⟨

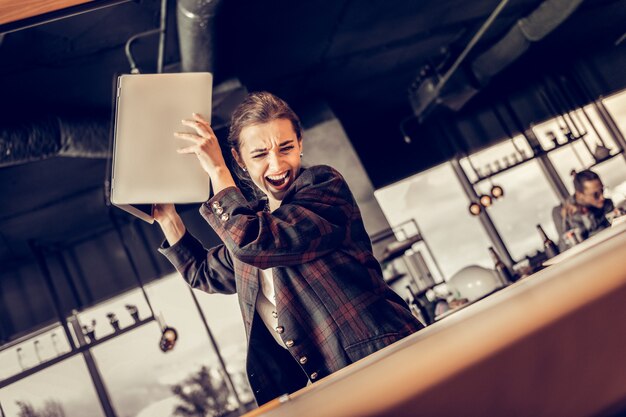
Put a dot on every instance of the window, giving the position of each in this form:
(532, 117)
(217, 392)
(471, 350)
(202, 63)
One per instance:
(62, 390)
(435, 199)
(528, 200)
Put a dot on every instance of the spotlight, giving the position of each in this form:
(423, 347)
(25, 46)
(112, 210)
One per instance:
(485, 200)
(169, 335)
(133, 311)
(115, 323)
(497, 191)
(475, 209)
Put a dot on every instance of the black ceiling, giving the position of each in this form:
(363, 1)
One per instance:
(358, 56)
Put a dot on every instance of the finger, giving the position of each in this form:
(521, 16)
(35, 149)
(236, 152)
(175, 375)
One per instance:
(192, 137)
(198, 127)
(198, 117)
(204, 123)
(189, 149)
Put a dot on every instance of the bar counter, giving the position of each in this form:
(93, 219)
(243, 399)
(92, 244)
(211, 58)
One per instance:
(552, 344)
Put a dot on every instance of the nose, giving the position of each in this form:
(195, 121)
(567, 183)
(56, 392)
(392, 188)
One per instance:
(274, 160)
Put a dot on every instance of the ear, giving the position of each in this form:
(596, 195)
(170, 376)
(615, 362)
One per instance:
(237, 158)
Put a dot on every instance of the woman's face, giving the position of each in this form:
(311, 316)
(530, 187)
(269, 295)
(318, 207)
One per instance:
(271, 154)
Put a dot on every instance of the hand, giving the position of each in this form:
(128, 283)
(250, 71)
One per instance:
(205, 145)
(164, 212)
(207, 149)
(170, 222)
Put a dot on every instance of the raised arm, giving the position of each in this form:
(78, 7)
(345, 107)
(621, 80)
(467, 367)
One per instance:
(209, 270)
(312, 221)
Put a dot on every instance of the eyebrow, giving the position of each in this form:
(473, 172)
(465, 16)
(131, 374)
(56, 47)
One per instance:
(288, 141)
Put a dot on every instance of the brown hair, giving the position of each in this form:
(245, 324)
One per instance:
(258, 108)
(583, 176)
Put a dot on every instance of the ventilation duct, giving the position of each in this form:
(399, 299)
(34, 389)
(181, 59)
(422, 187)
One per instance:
(89, 137)
(54, 136)
(533, 28)
(196, 34)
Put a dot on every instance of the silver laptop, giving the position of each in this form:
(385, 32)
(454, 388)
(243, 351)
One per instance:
(146, 168)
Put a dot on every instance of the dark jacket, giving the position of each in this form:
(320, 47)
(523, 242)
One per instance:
(587, 219)
(331, 299)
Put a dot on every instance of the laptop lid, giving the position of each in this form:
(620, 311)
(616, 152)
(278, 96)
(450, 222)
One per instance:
(146, 168)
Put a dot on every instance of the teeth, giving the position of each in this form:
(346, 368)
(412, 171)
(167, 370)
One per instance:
(278, 177)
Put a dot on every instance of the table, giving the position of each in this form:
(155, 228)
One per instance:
(553, 344)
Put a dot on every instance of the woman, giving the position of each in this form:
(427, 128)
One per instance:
(310, 291)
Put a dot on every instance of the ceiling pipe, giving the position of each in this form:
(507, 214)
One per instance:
(455, 88)
(196, 34)
(530, 29)
(54, 136)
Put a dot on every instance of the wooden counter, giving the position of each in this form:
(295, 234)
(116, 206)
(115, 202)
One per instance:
(553, 344)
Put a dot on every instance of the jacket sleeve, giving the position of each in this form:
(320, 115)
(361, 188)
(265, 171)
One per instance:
(311, 222)
(210, 270)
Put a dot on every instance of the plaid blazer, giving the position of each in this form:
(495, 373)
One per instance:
(333, 306)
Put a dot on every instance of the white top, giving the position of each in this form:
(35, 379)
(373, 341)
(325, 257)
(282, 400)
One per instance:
(266, 304)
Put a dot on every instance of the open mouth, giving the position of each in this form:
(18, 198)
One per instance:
(278, 180)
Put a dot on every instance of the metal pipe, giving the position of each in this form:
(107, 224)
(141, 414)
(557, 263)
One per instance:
(508, 132)
(543, 96)
(69, 279)
(483, 216)
(579, 84)
(163, 28)
(567, 94)
(127, 51)
(548, 169)
(443, 80)
(562, 109)
(195, 21)
(54, 295)
(92, 367)
(90, 6)
(129, 256)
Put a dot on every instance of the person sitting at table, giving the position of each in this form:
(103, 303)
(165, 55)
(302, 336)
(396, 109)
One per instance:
(585, 210)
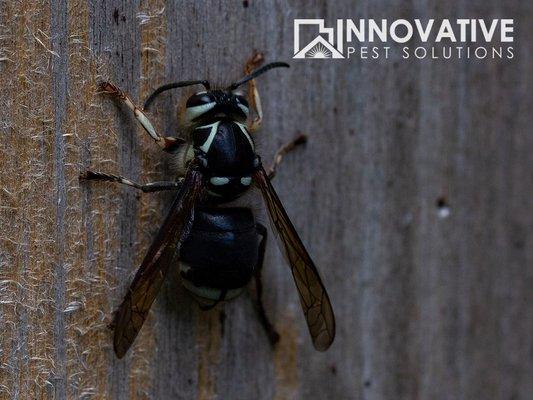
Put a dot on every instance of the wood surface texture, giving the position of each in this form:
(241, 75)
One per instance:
(427, 307)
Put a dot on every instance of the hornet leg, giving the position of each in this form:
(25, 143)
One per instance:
(273, 336)
(147, 188)
(253, 93)
(282, 151)
(167, 143)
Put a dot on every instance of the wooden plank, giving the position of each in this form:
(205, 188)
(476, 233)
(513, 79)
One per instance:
(428, 305)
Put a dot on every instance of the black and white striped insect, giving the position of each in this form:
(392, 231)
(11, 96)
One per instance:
(219, 247)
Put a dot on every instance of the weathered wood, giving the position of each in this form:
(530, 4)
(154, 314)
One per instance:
(427, 307)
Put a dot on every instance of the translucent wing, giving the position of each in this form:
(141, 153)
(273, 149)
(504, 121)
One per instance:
(313, 296)
(148, 279)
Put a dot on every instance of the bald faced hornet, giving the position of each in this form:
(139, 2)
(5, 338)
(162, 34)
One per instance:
(219, 247)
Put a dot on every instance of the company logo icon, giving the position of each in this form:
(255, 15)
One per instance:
(320, 46)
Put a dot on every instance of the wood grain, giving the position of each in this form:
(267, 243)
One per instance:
(427, 307)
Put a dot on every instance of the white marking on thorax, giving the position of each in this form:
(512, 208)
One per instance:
(246, 134)
(193, 112)
(219, 180)
(246, 180)
(214, 128)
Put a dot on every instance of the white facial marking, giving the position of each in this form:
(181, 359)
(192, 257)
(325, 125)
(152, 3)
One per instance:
(246, 180)
(213, 193)
(246, 134)
(193, 112)
(214, 128)
(243, 108)
(219, 180)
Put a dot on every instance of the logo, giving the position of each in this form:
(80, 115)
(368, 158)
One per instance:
(370, 39)
(319, 47)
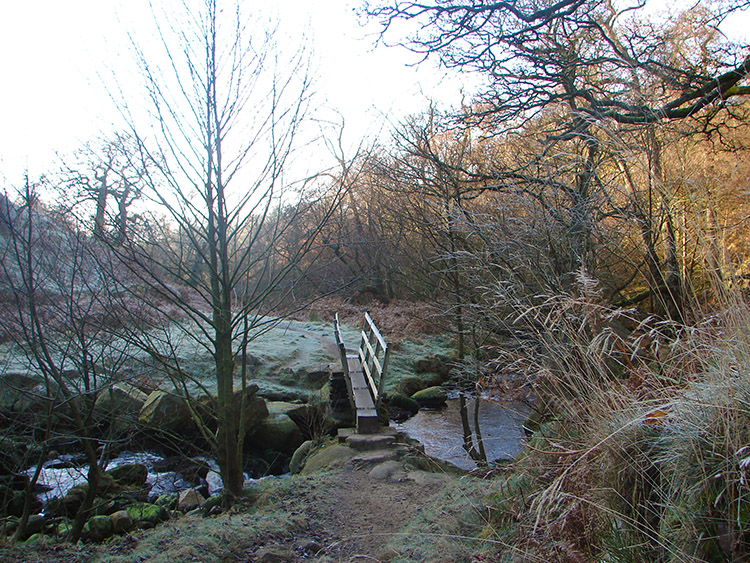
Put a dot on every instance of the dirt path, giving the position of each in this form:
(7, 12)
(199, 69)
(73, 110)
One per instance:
(361, 507)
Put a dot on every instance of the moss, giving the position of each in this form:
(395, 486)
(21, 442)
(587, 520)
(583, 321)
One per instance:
(147, 515)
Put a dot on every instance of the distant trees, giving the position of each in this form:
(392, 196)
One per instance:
(106, 180)
(586, 90)
(58, 316)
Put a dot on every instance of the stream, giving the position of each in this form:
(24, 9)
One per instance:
(57, 476)
(440, 430)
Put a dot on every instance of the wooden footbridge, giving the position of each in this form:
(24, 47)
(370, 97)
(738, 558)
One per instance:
(364, 371)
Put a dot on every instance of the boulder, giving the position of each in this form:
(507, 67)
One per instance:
(254, 406)
(122, 522)
(432, 397)
(147, 515)
(189, 499)
(167, 500)
(119, 399)
(277, 432)
(300, 455)
(411, 384)
(438, 365)
(167, 412)
(403, 403)
(132, 474)
(98, 528)
(328, 458)
(120, 404)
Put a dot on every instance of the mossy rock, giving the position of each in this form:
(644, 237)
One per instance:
(167, 412)
(277, 432)
(36, 539)
(403, 403)
(298, 458)
(120, 404)
(432, 397)
(438, 365)
(327, 458)
(122, 522)
(147, 515)
(98, 528)
(255, 409)
(133, 474)
(167, 500)
(413, 384)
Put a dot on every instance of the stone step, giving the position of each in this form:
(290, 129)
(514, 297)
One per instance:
(367, 442)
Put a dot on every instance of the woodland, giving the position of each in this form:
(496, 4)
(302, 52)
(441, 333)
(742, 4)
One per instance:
(577, 229)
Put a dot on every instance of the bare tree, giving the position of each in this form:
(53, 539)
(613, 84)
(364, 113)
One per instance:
(226, 109)
(111, 172)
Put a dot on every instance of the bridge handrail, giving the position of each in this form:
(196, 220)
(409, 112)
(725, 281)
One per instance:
(372, 345)
(373, 354)
(343, 356)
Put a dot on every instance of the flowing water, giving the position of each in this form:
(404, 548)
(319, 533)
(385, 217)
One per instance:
(441, 433)
(57, 476)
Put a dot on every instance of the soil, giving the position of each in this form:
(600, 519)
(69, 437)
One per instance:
(358, 510)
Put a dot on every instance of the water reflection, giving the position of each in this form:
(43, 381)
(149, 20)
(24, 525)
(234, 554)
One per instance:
(59, 475)
(441, 433)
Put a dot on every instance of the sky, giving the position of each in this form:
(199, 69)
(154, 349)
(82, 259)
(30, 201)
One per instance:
(57, 58)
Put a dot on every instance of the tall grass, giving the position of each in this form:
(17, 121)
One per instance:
(646, 448)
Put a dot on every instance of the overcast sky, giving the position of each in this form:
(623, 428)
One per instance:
(54, 54)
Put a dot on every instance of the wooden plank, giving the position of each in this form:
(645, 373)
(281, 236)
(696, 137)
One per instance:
(375, 330)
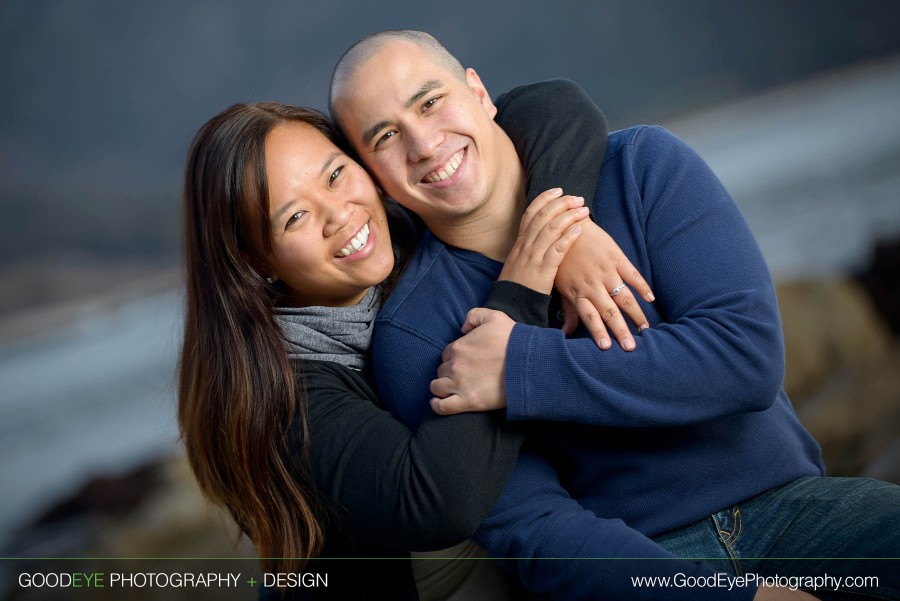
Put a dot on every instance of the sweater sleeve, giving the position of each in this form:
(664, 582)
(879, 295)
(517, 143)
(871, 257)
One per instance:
(559, 547)
(559, 133)
(714, 350)
(407, 489)
(520, 303)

⟩

**WHAT IS BEING ASKED:**
Reproduce verbatim, and only, the lines starting at the one that contains "Put a dot on every instance of the bare" and ending with the final line of the records; leave out the pictures.

**TASK SOLUTION:**
Put a dot on every instance of the bare tree, giving the position of each in this form:
(53, 539)
(613, 84)
(364, 113)
One per instance:
(226, 109)
(111, 172)
Put a dot on every instance of the bridge handrail, giving the position of each in this form:
(196, 220)
(409, 112)
(725, 281)
One per instance:
(372, 345)
(373, 354)
(343, 356)
Put a dot on every instance of the flowing water, giving the position of each in this form:
(404, 548)
(319, 533)
(385, 217)
One per instance:
(441, 433)
(57, 476)
Put a dot on every instance of the soil, giving the position of each in this form:
(600, 519)
(69, 437)
One per instance:
(358, 510)
Put a dot on every instance of the water reflection, giving the position of each in this form:
(43, 381)
(149, 20)
(24, 525)
(234, 554)
One per instance:
(59, 475)
(441, 433)
Put a dot on every instance of the sky, giving the position of each in this form:
(199, 69)
(154, 349)
(82, 259)
(30, 201)
One per instance:
(57, 58)
Put a dot on every instance of the tall grass, giving the position of each in this form:
(17, 121)
One per instance:
(646, 448)
Put a dot on every instance of the overcast sky, giving the position of each in this form:
(623, 428)
One per instance:
(54, 54)
Put a dot on every instance of the wooden plank, giving the position of each in this form:
(645, 373)
(281, 236)
(696, 137)
One per instance:
(375, 330)
Put a dot on every instance of the sweater sleeve, giving the position of each in this form:
(664, 582)
(879, 295)
(517, 143)
(871, 257)
One per instance:
(559, 547)
(559, 133)
(714, 350)
(407, 489)
(520, 303)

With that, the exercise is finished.